>>>

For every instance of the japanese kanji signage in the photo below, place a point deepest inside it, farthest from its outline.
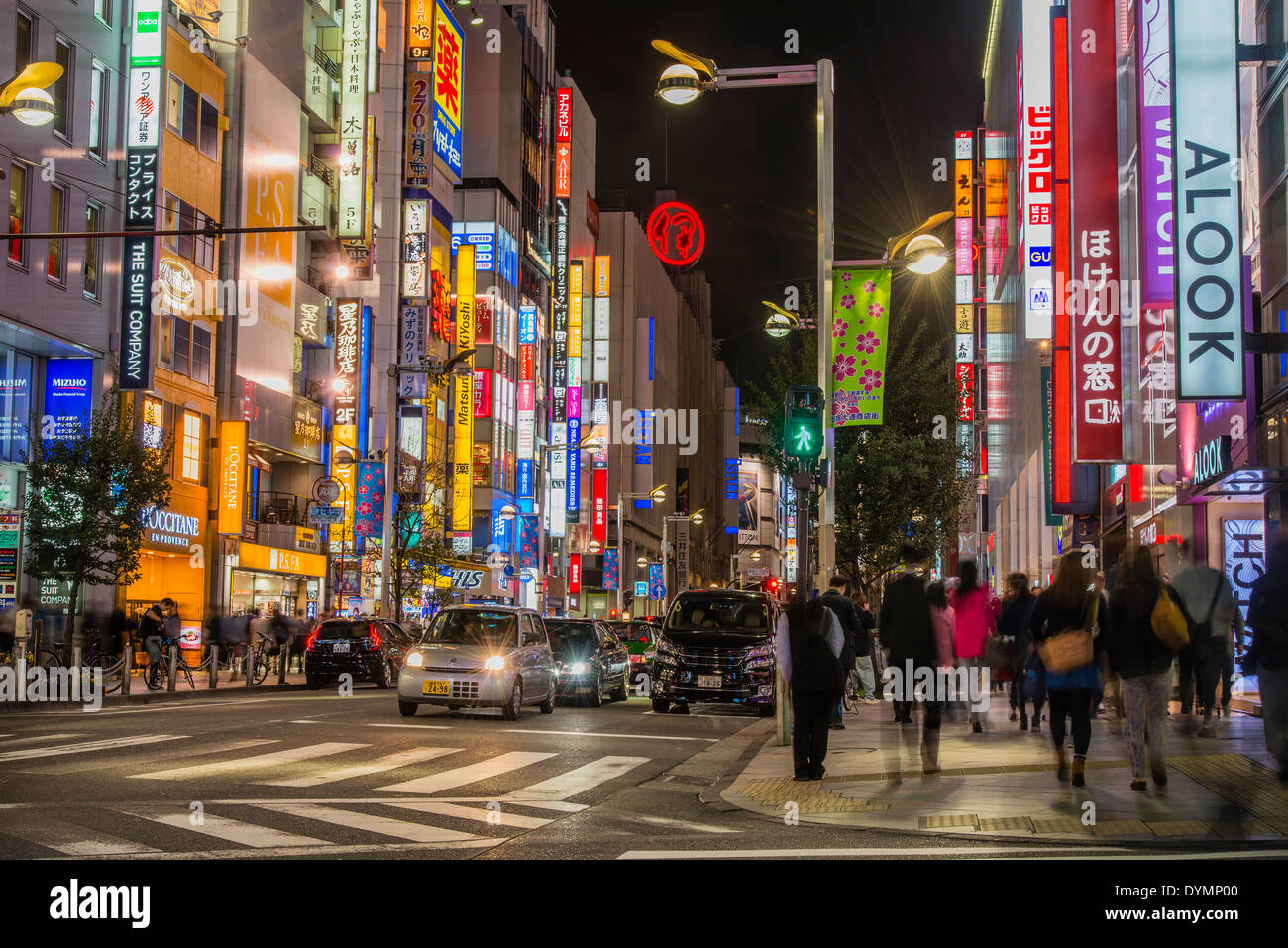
(1207, 223)
(1094, 303)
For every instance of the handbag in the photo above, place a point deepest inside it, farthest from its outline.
(1168, 622)
(1070, 648)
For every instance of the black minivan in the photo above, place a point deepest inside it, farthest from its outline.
(716, 646)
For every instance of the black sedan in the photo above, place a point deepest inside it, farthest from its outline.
(369, 648)
(591, 660)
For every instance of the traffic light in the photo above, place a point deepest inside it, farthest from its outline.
(803, 423)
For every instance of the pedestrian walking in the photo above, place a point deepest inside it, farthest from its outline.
(1014, 626)
(977, 613)
(1267, 655)
(1141, 661)
(848, 616)
(807, 643)
(1070, 605)
(1209, 600)
(909, 630)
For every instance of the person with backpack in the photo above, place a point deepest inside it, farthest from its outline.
(1209, 599)
(1141, 660)
(807, 643)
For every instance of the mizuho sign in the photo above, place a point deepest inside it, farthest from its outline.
(1207, 223)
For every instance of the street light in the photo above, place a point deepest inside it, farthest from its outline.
(25, 97)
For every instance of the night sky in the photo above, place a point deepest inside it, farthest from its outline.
(907, 76)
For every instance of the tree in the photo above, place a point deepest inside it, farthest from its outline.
(86, 494)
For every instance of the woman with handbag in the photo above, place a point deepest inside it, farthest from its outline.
(1065, 631)
(1141, 660)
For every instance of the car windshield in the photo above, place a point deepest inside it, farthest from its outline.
(732, 614)
(571, 636)
(472, 627)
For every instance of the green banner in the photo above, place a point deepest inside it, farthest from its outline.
(861, 324)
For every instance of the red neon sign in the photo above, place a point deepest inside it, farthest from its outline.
(675, 233)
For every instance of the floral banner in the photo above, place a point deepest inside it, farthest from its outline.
(861, 322)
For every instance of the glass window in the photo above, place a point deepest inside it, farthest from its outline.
(54, 262)
(181, 346)
(191, 446)
(17, 209)
(191, 115)
(62, 102)
(93, 219)
(209, 129)
(174, 104)
(97, 101)
(201, 355)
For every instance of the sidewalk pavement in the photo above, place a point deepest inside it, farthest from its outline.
(1003, 784)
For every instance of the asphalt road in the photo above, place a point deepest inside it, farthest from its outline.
(321, 776)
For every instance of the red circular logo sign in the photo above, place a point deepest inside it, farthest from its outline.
(675, 233)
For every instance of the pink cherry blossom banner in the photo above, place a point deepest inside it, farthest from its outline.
(861, 324)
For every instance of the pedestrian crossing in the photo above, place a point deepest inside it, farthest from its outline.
(437, 797)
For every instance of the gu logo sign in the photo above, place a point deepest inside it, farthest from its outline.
(677, 233)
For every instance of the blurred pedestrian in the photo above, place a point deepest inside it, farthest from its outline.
(1267, 656)
(1070, 604)
(977, 613)
(1141, 660)
(809, 642)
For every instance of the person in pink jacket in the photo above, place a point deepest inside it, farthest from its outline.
(977, 613)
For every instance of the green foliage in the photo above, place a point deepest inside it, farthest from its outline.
(85, 498)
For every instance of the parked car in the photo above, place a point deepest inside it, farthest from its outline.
(366, 647)
(640, 639)
(481, 656)
(716, 646)
(590, 659)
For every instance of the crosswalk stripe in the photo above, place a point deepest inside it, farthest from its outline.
(580, 780)
(228, 830)
(389, 762)
(86, 747)
(369, 822)
(68, 839)
(501, 817)
(460, 776)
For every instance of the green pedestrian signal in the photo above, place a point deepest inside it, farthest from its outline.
(803, 421)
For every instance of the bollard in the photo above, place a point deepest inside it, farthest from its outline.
(171, 660)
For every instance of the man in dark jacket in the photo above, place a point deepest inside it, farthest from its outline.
(909, 631)
(848, 616)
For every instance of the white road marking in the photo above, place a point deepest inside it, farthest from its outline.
(501, 817)
(604, 733)
(389, 762)
(88, 747)
(369, 822)
(687, 824)
(219, 767)
(580, 780)
(71, 840)
(228, 830)
(459, 777)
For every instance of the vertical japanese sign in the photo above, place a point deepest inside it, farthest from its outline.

<<<

• WHAT TO DO
Pictures are to be left out; all other data must be returned exactly.

• SOLUTION FOR THIS TASK
For every instance of the japanese kanji signage in the photo below, place a point deepest inside it, farthest from its outline.
(1207, 223)
(1094, 303)
For every instance of the handbag in the photo above, place a point deepest inside it, farthest from its outline.
(1168, 622)
(1070, 648)
For every instance of the black minivan in the photo above, place a point deepest inside it, farthest from its outline.
(716, 646)
For every instance of the black sedan in the photo above, place a point deepest inside it, farthest from its outline.
(369, 648)
(591, 660)
For every instance of the traffic light in the photo above, place a point deepest inside it, farthest from its outline.
(803, 423)
For every instance of the pedestrian walking in the photo above, place a point deepest inside it, farthest from its outline.
(1014, 626)
(977, 613)
(1267, 655)
(1141, 661)
(848, 616)
(807, 643)
(1070, 605)
(1209, 600)
(909, 630)
For every instance of the person with backpack in the photo above, place a point deepest inside it, farthest from its outline.
(1209, 599)
(1141, 660)
(807, 643)
For every instance of the mizuho sign in the photo above, place a point deepest inside it, farthest from its outline.
(1207, 223)
For every instance of the street light in the photo above, place a point deepest inside it, farthest from its outline.
(25, 97)
For every instance of the night sky in the photo above, place a point deepest inside it, farthest from its outline.
(907, 76)
For every instance of the tree in the photo above, place a point deepest inside it, farthest from its outline.
(86, 494)
For every instance of the woman with handbag in the photo above, place a point deepest inside it, farthest from its outline.
(1065, 631)
(1141, 660)
For every instance of the car windshield in the photo above, place a point deepest inside it, farthest from its outline.
(732, 614)
(571, 636)
(472, 627)
For every instance of the green banner in the photo above, place a point deepest inside it, farthest from its outline.
(861, 324)
For every instance of the red neon sign in the photo above, place a point deepest inside it, farthest from its outline.
(675, 233)
For every instance of the floral banner in the photo above, place a point deepest inside it, farthest from its outline.
(861, 322)
For every instance of the glass window in the photo above, place a point deepest inside it, farthest from its outline.
(54, 262)
(181, 346)
(191, 446)
(17, 209)
(191, 115)
(62, 102)
(93, 219)
(209, 129)
(174, 104)
(97, 101)
(201, 355)
For every instance of the sidewalk pavement in the photo above, place a point deepest inside it, farthest from its outline.
(1003, 784)
For every instance of the asphalt road in the photo above, place a point deepest inside it, farthest from its outline.
(321, 776)
For every instance of the red circular logo sign in the photo above, place a point deepest inside it, farthest from its outline.
(675, 233)
For every instance of the pink cherry blossom banner in the photo above, place a point deepest inside it, farthest from its outline.
(861, 324)
For every instance of the pedestrian crossing in the photo above, place a point deepest inside it, farthest from its outline.
(437, 797)
For every instance of the gu logo sign in the photo above, place a point deepest inside it, farthest from its outline.
(677, 233)
For every instance of the blurred pedestrian in the photo above, place a point deepest inside it, farthest from its outline.
(1267, 656)
(1070, 604)
(977, 613)
(1141, 660)
(809, 642)
For every instance of the person in pink jacket in the photo above, place a point deepest inside it, farthest from its outline.
(977, 613)
For every instance of the green foliage in the photo above, place a point deepest inside it, farthest from its outline.
(85, 498)
For every instance of the parked car in the photo above, place a point deepest inside it, farthest from its outline.
(366, 647)
(640, 639)
(481, 656)
(716, 646)
(590, 659)
For every instance of the crosswalk stripe in the photo above, place a point deepest inside it, farthest from its outline.
(580, 780)
(228, 830)
(389, 762)
(86, 747)
(369, 822)
(68, 839)
(501, 817)
(460, 776)
For every instance of the green pedestrian signal in the photo above, place a point deepest inside it, farthest from its outline.
(803, 421)
For every instance of the bollard in the photo above, place a point deepest inside it, farthest from its outline.
(171, 660)
For every instance of the man in dark jacket in the photo above, place a point deepest inside it, farthest from its outline.
(909, 631)
(848, 616)
For every instance of the white road marking in the photo above, place a point deepest inside it, farthest from its outline.
(501, 817)
(604, 733)
(389, 762)
(88, 747)
(369, 822)
(687, 824)
(219, 767)
(580, 780)
(71, 840)
(228, 830)
(459, 777)
For every instance of the vertical japanese sign in the photo above, place a point deepest inside it, farthest from its outline.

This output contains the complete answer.